= PROBLEMS TO WORK ON =
[1] Print the passage from the article on renters and disaster insurance, starting at "Figure 1: Renters" and ending at "units in 2023.".
[2] According to the article on renters and disaster insurance, what is the only National Flood Insurance Program coverage available to tenants?

= SELECTED EXCERPT =
-- -- --

Renters Vulnerable to Climate Disasters Amid Insurance Gaps
Property insurance is an important tool to support recovery after homes are damaged during weather- and climate-related disasters. However, renter households derive limited financial benefits from property insurance, primarily because they do not own the structures in which they reside. Approximately 41 percent of the nation’s occupied rental stock—more than 18 million units—are in counties considered “high-risk” by the Federal Emergency Management Agency’s (FEMA) National Risk Index. While many renters live in hazard-prone areas, gaps in property insurance markets and public disaster recovery programs can leave renters physically and financially vulnerable when disasters strike.
An estimated 55 percent of renter households nationwide have renters insurance, suggesting that nearly half lack this type of coverage. A standard policy typically covers a tenant’s personal property from a range of perils, but not the building or unit itself. For covered perils, a renters policy may include “additional living expenses” or “loss of use” coverage, which provides funds for temporary housing if the rental unit becomes uninhabitable. However, if a tenant does not have renters insurance or is affected by a peril not covered by standard renters policies (e.g., flood, earthquake), they will not receive a payout to replace damaged personal property nor pay for temporary housing.
Flooding is one peril not covered by standard homeowners or renters insurance policies. Most flood insurance in the United States is a single-peril policy written through the National Flood Insurance Program (NFIP), which offers both “building coverage” and “contents coverage.” Unlike renters insurance—which can include “loss of use” coverage to pay for temporary housing—the only coverage available to tenants in the NFIP is contents coverage. Figure 1 shows the vast majority of residential NFIP coverage serves building owners. Figure 2 shows a majority of residential NFIP coverage insures buildings.
Figure 1: Renters Represent a Small Share of National Flood Insurance Program (NFIP) Residential Coverage
Notes: “Residential NFIP coverage” pertains to building coverage and contents coverage associated with insured residential structures. There were an estimated 133,231 occupied housing units in 2023.
Sources: JCHS tabulations of American Housing Survey data, 2009–2023; OpenFEMA FIMA NFIP Redacted Policies – V2. Date accessed: November 24, 2025.
Figure 2: Most National Flood Insurance Program (NFIP) Residential Coverage Insures Buildings
Sources: JCHS tabulations of American Housing Survey data, 2009–2023; OpenFEMA FIMA NFIP Redacted Policies – V2. Date accessed: November 24, 2025.

-- -- --

= Stored records =
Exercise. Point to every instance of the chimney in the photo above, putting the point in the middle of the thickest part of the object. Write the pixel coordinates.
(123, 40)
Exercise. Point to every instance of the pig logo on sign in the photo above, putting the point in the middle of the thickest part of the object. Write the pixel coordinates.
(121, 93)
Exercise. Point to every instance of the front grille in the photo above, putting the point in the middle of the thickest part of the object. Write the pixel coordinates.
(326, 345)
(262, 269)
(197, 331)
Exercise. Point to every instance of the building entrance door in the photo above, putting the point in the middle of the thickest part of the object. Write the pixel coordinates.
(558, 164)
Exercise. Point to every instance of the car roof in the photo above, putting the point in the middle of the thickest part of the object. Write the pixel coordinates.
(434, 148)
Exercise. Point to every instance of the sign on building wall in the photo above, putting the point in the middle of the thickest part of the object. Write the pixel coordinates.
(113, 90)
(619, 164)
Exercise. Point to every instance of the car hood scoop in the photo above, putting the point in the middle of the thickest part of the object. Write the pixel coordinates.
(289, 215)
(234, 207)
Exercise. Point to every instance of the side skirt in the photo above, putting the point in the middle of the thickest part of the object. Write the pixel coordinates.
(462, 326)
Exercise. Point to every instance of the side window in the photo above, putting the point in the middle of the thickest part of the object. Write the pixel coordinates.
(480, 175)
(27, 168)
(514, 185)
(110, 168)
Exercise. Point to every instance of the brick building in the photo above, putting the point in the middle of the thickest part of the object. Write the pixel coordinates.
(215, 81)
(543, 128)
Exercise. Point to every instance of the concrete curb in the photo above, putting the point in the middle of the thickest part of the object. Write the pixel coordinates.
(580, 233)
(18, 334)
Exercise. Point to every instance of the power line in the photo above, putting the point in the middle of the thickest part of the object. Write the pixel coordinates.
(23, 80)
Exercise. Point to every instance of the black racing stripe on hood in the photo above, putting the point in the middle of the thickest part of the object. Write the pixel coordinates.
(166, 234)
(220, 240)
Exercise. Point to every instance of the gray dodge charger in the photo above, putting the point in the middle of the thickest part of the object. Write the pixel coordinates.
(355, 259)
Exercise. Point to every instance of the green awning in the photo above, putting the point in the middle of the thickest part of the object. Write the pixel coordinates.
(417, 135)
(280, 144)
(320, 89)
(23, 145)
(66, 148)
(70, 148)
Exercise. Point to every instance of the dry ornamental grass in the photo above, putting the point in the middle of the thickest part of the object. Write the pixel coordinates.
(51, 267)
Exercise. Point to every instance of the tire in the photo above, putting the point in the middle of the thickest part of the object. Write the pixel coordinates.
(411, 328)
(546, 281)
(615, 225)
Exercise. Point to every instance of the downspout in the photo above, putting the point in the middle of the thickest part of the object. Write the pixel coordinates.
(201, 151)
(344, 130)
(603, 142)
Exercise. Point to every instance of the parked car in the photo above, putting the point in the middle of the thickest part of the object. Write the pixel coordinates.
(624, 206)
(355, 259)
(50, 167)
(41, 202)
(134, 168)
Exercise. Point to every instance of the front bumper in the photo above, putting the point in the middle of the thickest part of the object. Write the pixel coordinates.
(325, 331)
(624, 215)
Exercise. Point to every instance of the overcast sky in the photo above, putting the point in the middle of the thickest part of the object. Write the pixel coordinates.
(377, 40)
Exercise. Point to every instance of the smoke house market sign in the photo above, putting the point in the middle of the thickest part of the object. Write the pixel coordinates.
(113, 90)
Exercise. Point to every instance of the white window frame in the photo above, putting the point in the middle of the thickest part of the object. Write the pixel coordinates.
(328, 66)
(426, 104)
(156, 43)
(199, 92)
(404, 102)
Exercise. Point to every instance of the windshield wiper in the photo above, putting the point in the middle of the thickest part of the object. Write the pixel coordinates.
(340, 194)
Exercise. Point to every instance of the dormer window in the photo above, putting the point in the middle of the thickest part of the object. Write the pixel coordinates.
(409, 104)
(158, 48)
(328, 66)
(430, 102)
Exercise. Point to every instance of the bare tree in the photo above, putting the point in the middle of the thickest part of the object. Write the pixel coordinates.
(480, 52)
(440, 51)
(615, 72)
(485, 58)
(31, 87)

-- -- --

= THE REPLIES =
[1]
Figure 1: Renters Represent a Small Share of National Flood Insurance Program (NFIP) Residential Coverage
Notes: “Residential NFIP coverage” pertains to building coverage and contents coverage associated with insured residential structures. There were an estimated 133,231 occupied housing units in 2023.

[2] Contents coverage.